> _TEXTAUSZUG_:
↓↓↓
Neben anderen deutschen Herstellern war auch für Mercedes das Jahr 2024 kein einfaches. Dies zeigt sich unter anderem in den vorläufigen Geschäftszahlen. Nach zwei Gewinnwarnungen fallen die Erwartungen verhalten aus, wie die Automobilwoche im Vorfeld berichtete. Die Umsatzrendite für 2024 soll sich zwischen 7,5 und 8,5 Prozent bewegen, was im zweiten Halbjahr einer bereinigten Marge von etwa sechs Prozent entspricht. Grund dafür ist ein deutlicher Absatzrückgang bei hochpreisigen Modellen wie der S-Klasse und der G-Klasse um 14 Prozent im Vergleich zum Vorjahr. Der gesamte Absatz lag bei 1,98 Millionen Autos, womit das Unternehmen das fünfte Jahr in Folge ein rückläufiges Volumen verzeichnet.

Besonders gravierend zeigt sich der Einbruch bei den Elektroautos. 2024 sank der Absatz reiner Elektroautos um 26 Prozent im Vergleich zum Vorjahr auf insgesamt 185.100 Einheiten. Im Bereich der E-Vans fiel der Rückgang mit zehn Prozent moderater aus, sodass im Gesamtjahr 19.500 Einheiten abgesetzt wurden. Dieser Trend setzt Mercedes zusätzlich unter Druck, da die EU-Vorgaben zur CO₂-Reduzierung höhere Elektroauto-Verkäufe erfordern, um Strafzahlungen zu vermeiden.

Ola Källenius hatte 2022 eine Strategie vorgestellt, die eine Marge von etwa acht Prozent bei ungünstigen Marktbedingungen, zehn Prozent bei normalen Bedingungen und bis zu zwölf Prozent bei positiven Marktverhältnissen vorsah. Tatsächlich ist nun bereits die untere Zielmarke schwer zu halten. Auch das angestrebte Wachstum bleibt aus. Besonders der chinesische Markt bereitet Schwierigkeiten. Dort belastet die Immobilienkrise die wohlhabende Kundschaft, während lokale Hersteller im Segment der Elektroautos stark aufholen. Die Absatzzahlen in China sinken seit Jahren, insbesondere im Luxussegment, wo Mercedes traditionell hohe Margen erzielt.

Der Rückgang wirkt sich auch auf die Produktion aus. Die S-Klasse wird in Sindelfingen derzeit nur im Einschicht-Betrieb gefertigt, was den gesamten Konzern belastet. Eine schnelle Erholung ist nicht in Sicht. Insider erwarten weiterhin sinkende Verkaufszahlen sowie stagnierende oder nur leicht steigende Einnahmen, so die Automobilwoche weiter.
↑↑↑
> _EXTRAHIERTE EINTRÄGE_:
↓↓↓
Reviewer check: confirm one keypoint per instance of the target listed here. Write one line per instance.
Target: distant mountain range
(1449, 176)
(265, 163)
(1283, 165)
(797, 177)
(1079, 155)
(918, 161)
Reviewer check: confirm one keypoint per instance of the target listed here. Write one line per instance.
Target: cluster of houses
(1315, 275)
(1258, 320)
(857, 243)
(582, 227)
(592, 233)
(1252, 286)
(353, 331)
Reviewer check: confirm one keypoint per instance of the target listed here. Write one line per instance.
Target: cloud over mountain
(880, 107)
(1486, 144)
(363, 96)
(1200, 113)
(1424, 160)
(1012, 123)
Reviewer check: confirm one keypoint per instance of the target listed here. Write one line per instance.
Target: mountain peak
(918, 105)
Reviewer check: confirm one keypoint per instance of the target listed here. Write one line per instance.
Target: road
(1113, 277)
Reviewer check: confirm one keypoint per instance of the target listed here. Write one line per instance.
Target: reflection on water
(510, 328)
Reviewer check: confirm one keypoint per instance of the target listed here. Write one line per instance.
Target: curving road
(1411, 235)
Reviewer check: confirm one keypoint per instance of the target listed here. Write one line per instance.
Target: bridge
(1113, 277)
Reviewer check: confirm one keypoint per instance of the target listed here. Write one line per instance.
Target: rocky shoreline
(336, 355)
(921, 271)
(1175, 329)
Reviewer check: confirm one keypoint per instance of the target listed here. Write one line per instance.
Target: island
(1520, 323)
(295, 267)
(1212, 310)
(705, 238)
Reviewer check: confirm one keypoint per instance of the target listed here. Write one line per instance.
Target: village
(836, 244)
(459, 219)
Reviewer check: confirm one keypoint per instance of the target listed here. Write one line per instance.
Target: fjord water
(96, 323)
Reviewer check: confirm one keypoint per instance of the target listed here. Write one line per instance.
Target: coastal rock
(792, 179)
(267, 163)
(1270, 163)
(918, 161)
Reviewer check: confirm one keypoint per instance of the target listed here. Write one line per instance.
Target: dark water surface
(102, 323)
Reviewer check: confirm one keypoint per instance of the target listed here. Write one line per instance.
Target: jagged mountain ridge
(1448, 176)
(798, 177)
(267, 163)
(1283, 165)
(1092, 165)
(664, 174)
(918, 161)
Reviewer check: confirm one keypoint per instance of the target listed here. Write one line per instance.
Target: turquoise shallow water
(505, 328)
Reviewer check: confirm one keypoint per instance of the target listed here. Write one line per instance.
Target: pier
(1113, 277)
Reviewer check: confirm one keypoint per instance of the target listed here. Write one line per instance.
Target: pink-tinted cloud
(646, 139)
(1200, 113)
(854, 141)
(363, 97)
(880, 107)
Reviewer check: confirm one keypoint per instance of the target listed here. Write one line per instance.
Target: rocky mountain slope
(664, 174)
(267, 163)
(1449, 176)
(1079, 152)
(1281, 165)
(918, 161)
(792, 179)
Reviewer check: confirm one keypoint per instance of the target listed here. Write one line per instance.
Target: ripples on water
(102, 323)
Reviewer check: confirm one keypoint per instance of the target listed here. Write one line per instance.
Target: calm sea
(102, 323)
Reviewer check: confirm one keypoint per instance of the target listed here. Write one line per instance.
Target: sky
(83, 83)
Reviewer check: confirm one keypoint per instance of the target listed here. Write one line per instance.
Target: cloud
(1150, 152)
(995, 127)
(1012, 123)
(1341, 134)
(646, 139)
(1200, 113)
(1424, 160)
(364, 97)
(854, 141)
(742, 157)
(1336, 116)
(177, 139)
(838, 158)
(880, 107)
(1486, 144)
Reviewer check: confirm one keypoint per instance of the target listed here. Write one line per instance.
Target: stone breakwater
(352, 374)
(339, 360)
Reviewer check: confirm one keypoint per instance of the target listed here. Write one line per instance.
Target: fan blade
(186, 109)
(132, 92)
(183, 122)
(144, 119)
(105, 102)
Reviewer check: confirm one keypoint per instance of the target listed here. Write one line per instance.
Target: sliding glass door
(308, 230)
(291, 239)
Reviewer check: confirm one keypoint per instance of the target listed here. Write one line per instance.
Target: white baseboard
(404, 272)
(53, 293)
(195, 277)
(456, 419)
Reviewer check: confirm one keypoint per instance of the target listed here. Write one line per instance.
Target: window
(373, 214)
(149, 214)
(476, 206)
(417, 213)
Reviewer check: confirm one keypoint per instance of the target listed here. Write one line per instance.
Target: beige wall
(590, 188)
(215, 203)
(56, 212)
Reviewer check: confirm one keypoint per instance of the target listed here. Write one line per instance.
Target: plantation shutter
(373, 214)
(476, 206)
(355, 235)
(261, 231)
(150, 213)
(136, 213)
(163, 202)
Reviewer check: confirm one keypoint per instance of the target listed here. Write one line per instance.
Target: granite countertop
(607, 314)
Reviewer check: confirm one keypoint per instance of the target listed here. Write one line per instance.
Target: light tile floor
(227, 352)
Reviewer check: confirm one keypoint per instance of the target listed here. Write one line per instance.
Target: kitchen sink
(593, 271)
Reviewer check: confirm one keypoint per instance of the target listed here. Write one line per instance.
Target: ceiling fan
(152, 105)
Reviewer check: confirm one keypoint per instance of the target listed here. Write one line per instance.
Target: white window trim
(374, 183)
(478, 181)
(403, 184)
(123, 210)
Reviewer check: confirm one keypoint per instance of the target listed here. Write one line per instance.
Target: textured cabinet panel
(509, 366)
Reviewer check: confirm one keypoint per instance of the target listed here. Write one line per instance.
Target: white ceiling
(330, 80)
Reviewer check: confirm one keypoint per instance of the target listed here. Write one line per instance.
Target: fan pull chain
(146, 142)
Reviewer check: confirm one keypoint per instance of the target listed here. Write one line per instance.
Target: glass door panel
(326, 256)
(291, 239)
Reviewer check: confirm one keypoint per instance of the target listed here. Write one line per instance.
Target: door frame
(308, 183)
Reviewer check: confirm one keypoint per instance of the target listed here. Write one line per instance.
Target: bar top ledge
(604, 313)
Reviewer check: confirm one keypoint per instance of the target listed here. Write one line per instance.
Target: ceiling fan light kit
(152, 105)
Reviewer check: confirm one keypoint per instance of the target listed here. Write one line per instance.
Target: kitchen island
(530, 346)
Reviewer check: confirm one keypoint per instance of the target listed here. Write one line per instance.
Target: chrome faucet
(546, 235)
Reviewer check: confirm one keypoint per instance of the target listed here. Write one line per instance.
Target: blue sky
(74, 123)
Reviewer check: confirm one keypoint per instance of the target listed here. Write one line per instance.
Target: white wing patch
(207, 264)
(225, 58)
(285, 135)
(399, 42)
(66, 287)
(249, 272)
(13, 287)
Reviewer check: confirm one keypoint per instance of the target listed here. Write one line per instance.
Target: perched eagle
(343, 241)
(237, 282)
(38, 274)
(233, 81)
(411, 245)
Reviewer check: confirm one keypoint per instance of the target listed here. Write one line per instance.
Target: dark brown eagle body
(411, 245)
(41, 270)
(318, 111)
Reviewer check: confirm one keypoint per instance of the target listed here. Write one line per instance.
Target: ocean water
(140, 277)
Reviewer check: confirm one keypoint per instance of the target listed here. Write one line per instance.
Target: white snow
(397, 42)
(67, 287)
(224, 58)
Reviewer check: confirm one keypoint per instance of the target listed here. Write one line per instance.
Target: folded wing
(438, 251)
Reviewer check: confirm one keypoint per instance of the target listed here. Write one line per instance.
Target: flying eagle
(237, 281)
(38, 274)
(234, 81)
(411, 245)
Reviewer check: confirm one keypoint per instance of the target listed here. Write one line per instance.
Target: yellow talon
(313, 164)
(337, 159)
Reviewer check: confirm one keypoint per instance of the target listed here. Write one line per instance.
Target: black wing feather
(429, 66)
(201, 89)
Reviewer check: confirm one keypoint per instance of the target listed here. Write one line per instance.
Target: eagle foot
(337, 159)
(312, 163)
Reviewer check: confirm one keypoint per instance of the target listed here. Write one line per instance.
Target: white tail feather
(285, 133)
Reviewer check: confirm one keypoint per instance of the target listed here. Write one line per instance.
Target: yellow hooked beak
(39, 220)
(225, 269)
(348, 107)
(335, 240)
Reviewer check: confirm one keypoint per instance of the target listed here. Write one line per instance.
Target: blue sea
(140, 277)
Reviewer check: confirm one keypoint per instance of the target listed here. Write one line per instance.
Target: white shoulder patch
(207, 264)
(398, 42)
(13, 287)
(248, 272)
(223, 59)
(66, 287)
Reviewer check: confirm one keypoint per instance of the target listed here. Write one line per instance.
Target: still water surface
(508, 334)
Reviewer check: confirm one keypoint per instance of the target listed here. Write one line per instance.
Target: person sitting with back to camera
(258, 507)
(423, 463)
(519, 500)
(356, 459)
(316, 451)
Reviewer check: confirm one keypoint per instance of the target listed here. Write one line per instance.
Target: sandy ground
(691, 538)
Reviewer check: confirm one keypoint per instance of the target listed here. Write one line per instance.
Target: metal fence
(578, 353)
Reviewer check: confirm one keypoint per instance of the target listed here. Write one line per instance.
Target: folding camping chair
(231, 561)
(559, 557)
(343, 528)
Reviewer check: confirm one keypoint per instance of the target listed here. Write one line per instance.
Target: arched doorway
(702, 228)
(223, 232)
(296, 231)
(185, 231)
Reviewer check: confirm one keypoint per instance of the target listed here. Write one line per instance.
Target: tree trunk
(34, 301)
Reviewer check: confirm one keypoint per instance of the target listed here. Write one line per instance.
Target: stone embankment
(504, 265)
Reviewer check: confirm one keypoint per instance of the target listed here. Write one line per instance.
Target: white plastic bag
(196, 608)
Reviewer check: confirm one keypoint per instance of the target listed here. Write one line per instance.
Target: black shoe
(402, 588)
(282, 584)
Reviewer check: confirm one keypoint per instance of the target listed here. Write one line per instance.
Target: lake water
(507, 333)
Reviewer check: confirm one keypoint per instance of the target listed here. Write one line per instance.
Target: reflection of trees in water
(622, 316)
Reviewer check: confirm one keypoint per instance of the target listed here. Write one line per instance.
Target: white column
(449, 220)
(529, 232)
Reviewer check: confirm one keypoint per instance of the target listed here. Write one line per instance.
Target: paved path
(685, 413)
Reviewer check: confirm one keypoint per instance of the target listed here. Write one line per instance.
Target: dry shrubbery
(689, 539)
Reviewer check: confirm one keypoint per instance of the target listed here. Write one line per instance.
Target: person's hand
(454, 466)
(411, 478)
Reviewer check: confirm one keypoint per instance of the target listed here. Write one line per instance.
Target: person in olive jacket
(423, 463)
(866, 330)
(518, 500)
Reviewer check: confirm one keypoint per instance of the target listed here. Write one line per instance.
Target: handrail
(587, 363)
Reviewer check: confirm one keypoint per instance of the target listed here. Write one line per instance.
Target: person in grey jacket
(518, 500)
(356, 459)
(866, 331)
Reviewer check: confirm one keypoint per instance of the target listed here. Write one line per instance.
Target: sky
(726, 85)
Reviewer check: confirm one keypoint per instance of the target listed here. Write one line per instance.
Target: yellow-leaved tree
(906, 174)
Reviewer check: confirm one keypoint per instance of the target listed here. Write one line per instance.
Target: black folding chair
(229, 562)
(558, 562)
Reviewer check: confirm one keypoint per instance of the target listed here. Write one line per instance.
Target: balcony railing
↑↑↑
> _ZU BEARBEITEN_:
**1.** Schreib aus dem Textauszug zu Mercedes den Abschnitt von "Der Rückgang wirkt" bis "die Automobilwoche weiter." noch einmal ab und tausch dabei "Einschicht-Betrieb" gegen "Zweischicht-Betrieb" aus.
**2.** Warum bringt der Absatzrückgang bei den Elektroautos Mercedes laut dem Textauszug zusätzlich unter Druck? Antworte in ein bis drei Sätzen.
**3.** Nenne alle Absatzzahlen für 2024, die der Textauszug zu Mercedes in absoluten Stückzahlen angibt, jeweils mit dem zugehörigen Bereich.

> _ERGEBNISSE JE AUFGABE_:
**1.**
Der Rückgang wirkt sich auch auf die Produktion aus. Die S-Klasse wird in Sindelfingen derzeit nur im Zweischicht-Betrieb gefertigt, was den gesamten Konzern belastet. Eine schnelle Erholung ist nicht in Sicht. Insider erwarten weiterhin sinkende Verkaufszahlen sowie stagnierende oder nur leicht steigende Einnahmen, so die Automobilwoche weiter.

**2.** Die EU-Vorgaben zur CO₂-Reduzierung verlangen höhere Verkäufe von Elektroautos. Nur so lassen sich Strafzahlungen vermeiden.

**3.**
- Gesamtabsatz: 1,98 Millionen Autos
- Reine Elektroautos: 185.100 Einheiten
- E-Vans: 19.500 Einheiten